**Set of tasks:**
1 - Write out the passage of the Beau Dozier article starting at "American songwriter and" and ending at "on American Idol.".
2 - Answer the following from the Beau Dozier article, marking each answer with its letter.
(a) In what city was Dozier born?
(b) On which television show did he work as a producer?
(c) At what age did he begin playing the drums?

Background information
- Born: Beau Alexandrè Dozier November 26, 1979 Los Angeles, California, U.S.
- Died: March 2025 (aged 45)^{[citation needed]}
- Genres: Pop; R&B; pop rock; dance-pop; electropop; hip hop;
- Occupations: Musician; record producer; songwriter; composer; television producer;
- Instruments: Piano; drum kit; bass guitar; electronic keyboard;
- Years active: 1986–2025

= Beau Dozier =

American songwriter and record producer (1979–2025)

Beau Alexandrè Dozier (November 26, 1979 – March 2025) was an American songwriter, record producer, multi-instrumentalist, and television producer who worked with chart-topping artists of many different genres including Tupac Shakur, Snoop Dogg, Priscilla Ahn, Boyz II Men, The Backstreet Boys, Sir Cliff Richard, and Jennifer Lopez. Dozier was best known for his work developing new pop and R&B talent which led to his role as a producer on American Idol.

==Life and career==
===Early life===
Dozier was born in Los Angeles, California, and was introduced to music at a young age. His father, Lamont Dozier (1941 – 2022), who was best known as a member of the Motown songwriting and production team, Holland–Dozier–Holland and mother, film executive Barbara Ullman, encouraged Dozier to follow his passion for music early in life. At the age of four, Dozier started playing the drums and composing music on the piano.

**Provided information:**

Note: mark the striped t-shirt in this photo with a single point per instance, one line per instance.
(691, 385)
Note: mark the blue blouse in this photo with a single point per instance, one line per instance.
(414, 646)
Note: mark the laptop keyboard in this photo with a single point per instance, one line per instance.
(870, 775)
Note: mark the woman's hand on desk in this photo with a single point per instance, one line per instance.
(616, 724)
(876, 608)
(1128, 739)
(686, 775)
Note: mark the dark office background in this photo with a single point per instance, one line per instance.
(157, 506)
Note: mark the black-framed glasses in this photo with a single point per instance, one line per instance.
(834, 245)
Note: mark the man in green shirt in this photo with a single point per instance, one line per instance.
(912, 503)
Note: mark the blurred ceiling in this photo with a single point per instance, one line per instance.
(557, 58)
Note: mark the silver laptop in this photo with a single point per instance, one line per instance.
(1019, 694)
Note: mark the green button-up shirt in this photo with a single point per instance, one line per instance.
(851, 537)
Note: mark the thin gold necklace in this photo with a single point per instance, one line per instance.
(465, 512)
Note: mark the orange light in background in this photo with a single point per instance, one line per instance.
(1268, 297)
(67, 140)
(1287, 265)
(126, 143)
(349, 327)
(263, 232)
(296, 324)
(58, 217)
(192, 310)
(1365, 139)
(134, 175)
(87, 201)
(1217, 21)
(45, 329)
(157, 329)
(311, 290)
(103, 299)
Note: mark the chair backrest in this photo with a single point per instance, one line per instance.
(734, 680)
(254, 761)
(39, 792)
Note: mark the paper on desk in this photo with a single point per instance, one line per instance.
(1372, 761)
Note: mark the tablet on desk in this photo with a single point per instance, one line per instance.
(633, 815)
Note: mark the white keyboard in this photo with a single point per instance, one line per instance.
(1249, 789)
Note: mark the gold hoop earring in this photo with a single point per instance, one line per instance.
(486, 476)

**Outputs in order:**
1 -
American songwriter and record producer (1979–2025)

Beau Alexandrè Dozier (November 26, 1979 – March 2025) was an American songwriter, record producer, multi-instrumentalist, and television producer who worked with chart-topping artists of many different genres including Tupac Shakur, Snoop Dogg, Priscilla Ahn, Boyz II Men, The Backstreet Boys, Sir Cliff Richard, and Jennifer Lopez. Dozier was best known for his work developing new pop and R&B talent which led to his role as a producer on American Idol.

2 -
(a) Los Angeles, California
(b) American Idol
(c) Four